**** INPUT RECORDS ****
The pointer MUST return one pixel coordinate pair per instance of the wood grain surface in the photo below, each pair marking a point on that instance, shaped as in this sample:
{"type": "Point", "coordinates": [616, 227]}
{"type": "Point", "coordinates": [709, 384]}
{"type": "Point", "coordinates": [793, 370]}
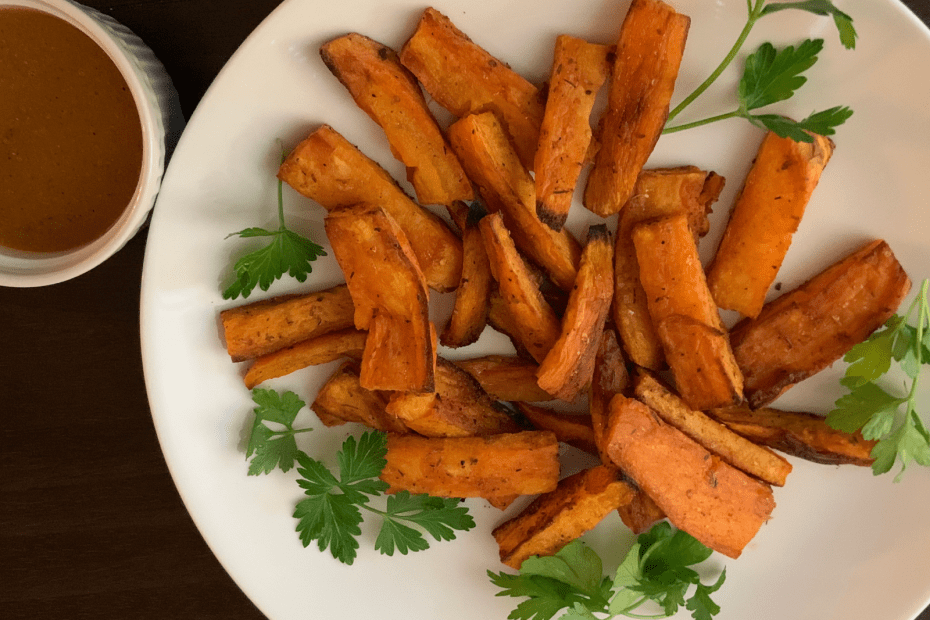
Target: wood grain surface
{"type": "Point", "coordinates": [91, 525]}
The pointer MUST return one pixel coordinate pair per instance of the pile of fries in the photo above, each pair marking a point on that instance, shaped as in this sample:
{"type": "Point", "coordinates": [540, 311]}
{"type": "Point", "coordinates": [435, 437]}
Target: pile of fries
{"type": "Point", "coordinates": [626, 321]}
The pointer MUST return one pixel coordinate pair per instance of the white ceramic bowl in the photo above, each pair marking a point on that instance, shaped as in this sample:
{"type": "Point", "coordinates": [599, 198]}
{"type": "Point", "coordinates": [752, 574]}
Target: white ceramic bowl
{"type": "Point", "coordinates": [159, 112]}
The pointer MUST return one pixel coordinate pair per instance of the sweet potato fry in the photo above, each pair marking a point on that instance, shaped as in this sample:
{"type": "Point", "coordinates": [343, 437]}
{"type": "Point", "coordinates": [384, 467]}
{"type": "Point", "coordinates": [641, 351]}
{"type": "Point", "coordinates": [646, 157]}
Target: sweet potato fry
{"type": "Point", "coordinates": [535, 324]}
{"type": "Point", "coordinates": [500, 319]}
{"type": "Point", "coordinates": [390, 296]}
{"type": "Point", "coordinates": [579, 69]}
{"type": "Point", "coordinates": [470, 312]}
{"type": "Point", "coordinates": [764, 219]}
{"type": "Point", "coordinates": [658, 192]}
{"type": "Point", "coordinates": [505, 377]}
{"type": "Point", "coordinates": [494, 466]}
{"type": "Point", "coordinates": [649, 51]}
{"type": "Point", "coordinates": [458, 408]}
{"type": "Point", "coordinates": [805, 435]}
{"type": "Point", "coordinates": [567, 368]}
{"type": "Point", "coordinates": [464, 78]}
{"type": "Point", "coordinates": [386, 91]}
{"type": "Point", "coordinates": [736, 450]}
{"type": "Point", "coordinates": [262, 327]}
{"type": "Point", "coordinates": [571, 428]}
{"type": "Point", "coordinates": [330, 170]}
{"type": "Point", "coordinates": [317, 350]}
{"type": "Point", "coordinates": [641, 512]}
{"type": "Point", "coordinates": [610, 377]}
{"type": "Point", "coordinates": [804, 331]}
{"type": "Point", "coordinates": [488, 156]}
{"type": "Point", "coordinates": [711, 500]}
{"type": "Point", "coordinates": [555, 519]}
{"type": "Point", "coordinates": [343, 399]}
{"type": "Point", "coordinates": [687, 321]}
****
**** INPUT RECORDS ****
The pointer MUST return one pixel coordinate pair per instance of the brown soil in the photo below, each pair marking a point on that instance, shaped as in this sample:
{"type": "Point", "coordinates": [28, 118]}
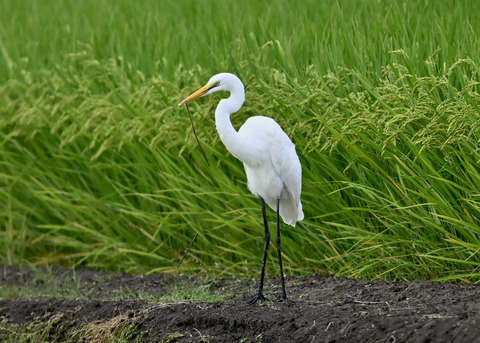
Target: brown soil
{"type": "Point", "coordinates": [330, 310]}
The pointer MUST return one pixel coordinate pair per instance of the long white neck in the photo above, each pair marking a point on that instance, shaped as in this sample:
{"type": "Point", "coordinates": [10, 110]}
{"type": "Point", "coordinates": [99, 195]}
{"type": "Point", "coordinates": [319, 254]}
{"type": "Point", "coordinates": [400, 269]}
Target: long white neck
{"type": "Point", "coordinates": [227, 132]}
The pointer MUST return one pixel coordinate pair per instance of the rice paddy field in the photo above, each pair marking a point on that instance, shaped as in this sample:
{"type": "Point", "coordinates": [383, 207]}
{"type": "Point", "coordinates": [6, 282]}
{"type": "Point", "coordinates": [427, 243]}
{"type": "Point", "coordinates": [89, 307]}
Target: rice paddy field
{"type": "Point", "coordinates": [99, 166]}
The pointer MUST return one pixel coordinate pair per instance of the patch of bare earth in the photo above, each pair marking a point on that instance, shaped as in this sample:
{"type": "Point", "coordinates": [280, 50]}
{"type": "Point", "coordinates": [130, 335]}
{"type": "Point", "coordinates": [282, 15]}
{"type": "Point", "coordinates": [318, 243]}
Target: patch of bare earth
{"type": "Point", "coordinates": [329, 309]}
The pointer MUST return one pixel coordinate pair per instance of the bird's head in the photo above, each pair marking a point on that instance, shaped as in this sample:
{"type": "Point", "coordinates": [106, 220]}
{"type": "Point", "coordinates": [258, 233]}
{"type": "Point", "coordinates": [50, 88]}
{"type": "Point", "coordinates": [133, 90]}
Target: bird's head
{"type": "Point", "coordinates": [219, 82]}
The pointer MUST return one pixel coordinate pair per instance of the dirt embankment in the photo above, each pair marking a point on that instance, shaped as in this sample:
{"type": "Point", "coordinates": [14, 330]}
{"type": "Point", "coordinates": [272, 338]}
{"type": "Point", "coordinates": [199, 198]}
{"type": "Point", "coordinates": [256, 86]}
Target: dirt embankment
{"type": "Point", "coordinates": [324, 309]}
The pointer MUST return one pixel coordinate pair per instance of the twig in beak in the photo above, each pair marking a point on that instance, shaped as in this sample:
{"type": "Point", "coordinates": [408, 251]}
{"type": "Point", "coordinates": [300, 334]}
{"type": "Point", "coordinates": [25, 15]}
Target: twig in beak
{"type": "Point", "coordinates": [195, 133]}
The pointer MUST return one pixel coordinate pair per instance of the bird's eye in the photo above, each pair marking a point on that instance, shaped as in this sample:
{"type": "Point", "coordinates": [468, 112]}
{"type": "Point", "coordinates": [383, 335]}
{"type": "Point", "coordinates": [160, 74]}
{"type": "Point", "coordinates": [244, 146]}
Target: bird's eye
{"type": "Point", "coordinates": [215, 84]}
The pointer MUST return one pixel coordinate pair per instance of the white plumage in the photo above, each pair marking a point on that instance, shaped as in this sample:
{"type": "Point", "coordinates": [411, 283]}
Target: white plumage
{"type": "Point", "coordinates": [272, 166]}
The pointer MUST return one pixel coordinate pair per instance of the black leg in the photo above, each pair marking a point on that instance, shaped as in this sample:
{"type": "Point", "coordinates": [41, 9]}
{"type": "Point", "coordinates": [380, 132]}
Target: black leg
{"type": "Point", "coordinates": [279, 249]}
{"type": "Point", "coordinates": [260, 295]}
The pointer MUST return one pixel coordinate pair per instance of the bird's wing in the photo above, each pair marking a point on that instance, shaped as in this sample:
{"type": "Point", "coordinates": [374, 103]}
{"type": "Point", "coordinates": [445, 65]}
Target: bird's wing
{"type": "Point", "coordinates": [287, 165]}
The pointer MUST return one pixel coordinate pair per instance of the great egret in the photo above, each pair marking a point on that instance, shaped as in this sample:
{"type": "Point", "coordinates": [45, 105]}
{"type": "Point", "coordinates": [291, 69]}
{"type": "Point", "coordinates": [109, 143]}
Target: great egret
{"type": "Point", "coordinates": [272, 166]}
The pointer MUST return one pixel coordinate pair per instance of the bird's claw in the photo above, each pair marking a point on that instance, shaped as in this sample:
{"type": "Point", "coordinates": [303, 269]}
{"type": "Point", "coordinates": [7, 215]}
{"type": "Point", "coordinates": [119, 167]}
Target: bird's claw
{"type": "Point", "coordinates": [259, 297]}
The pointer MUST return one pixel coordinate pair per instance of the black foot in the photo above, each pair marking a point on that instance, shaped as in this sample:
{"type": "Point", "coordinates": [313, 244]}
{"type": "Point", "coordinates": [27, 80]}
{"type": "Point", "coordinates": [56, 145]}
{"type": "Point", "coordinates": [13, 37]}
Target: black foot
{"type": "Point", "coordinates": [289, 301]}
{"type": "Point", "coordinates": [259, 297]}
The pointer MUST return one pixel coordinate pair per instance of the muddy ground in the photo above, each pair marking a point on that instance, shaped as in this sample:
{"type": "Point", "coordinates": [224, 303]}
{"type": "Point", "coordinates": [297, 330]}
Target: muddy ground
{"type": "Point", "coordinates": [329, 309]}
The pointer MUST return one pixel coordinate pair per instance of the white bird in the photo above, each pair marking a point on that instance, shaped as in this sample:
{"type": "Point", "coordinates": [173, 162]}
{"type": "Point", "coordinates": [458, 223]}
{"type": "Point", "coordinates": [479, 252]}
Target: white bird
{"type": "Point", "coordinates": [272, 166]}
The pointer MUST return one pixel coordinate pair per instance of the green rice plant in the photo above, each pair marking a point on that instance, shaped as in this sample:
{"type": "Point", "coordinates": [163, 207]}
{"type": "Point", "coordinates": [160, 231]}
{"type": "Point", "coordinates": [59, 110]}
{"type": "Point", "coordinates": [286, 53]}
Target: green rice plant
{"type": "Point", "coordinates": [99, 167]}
****
Copy the lines from the one containing "the black leg" through the one containing "Target: black leg", both included. Swap "black leg" for "dark leg" and change nothing else.

■ OUTPUT FOR THIS EXERCISE
The pointer MUST return one pixel coordinate pair per instance of the dark leg in the photo above, each pair marking a point on that instance, shaped as in this sample:
{"type": "Point", "coordinates": [41, 9]}
{"type": "Point", "coordinates": [380, 132]}
Target: dark leg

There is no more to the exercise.